═════ Recorded information

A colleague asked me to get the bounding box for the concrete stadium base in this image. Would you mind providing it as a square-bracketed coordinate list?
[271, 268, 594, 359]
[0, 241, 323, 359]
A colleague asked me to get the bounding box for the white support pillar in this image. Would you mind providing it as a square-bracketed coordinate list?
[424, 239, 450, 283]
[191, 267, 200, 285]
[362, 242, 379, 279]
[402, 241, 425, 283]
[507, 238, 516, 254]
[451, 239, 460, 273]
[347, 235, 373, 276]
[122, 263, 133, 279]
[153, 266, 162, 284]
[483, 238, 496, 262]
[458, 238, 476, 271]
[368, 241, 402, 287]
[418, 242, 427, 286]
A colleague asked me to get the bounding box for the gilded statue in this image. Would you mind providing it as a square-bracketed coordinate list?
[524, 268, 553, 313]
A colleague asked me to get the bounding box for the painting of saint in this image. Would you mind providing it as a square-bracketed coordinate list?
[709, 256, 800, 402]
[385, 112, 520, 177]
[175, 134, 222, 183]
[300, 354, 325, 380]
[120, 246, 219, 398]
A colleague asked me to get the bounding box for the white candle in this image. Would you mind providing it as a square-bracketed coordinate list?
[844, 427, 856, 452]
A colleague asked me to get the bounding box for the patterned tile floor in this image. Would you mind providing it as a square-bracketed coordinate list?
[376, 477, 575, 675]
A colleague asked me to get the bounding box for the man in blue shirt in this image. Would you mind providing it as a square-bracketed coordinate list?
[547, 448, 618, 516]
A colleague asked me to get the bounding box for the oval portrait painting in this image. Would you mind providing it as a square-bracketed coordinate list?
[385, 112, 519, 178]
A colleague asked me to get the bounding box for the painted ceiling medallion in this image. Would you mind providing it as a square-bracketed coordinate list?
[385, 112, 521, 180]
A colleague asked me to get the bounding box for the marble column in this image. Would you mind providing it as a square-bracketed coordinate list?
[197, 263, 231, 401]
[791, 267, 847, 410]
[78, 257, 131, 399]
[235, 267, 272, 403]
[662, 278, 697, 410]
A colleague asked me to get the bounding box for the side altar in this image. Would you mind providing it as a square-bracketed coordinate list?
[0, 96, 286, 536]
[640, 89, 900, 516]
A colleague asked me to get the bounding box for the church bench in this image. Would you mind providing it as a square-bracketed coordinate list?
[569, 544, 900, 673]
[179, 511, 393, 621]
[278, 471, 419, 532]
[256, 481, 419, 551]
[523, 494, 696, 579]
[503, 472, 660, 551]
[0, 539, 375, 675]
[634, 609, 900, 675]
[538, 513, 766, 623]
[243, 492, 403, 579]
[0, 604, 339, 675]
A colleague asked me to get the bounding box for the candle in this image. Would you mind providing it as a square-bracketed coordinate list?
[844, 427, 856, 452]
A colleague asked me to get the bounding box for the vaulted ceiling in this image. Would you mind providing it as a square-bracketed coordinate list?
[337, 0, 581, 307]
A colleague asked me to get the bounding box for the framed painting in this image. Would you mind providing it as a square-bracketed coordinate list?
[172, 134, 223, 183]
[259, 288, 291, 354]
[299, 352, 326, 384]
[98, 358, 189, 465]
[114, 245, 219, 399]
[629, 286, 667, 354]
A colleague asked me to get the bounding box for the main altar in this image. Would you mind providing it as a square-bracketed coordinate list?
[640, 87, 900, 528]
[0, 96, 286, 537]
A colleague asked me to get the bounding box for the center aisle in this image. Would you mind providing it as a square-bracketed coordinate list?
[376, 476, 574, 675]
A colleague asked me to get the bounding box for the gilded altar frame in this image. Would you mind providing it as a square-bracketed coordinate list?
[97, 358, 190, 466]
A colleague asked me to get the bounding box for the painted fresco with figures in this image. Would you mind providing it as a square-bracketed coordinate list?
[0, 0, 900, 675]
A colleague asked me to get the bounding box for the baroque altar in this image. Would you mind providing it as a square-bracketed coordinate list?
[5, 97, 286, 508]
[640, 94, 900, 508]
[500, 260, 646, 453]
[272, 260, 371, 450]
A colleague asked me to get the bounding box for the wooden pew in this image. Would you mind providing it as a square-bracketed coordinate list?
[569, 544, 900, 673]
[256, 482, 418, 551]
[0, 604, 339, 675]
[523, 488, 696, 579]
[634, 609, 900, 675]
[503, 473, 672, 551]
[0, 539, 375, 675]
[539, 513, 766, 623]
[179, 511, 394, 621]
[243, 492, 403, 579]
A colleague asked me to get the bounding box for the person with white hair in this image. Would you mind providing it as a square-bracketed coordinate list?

══════════

■ **Exercise brief**
Can you output the lines of the material that start at the line containing "for the vaulted" and end at the line containing "[97, 358, 190, 466]", copied verbatim, with both of those lines included?

■ **Exercise solution**
A colleague asked me to get the bounding box for the vaulted ceiling in this image. Would you mind providing it as a square-bracketed coordinate list?
[337, 0, 581, 307]
A colleague asked me to get the bounding box for the framed painting in this image. Would you mind providing it as a square-bracketed coordinate list?
[172, 134, 223, 183]
[259, 288, 291, 354]
[299, 352, 326, 384]
[98, 358, 189, 465]
[114, 245, 219, 399]
[629, 286, 667, 354]
A colleague asked me to get the bounding box for the main altar in this image. Would you mind providing it as a square-bracketed coordinate list?
[640, 87, 900, 528]
[0, 96, 286, 537]
A colleague asked me to get the bounding box for the center aisle in this image. Would you mind providing it as a square-bracketed coordinate list?
[376, 476, 574, 675]
A colleague asked me to get the bounding box for the gilded altar frame in this image. Would you mind providing it as a square-bracketed coordinate list?
[97, 358, 190, 466]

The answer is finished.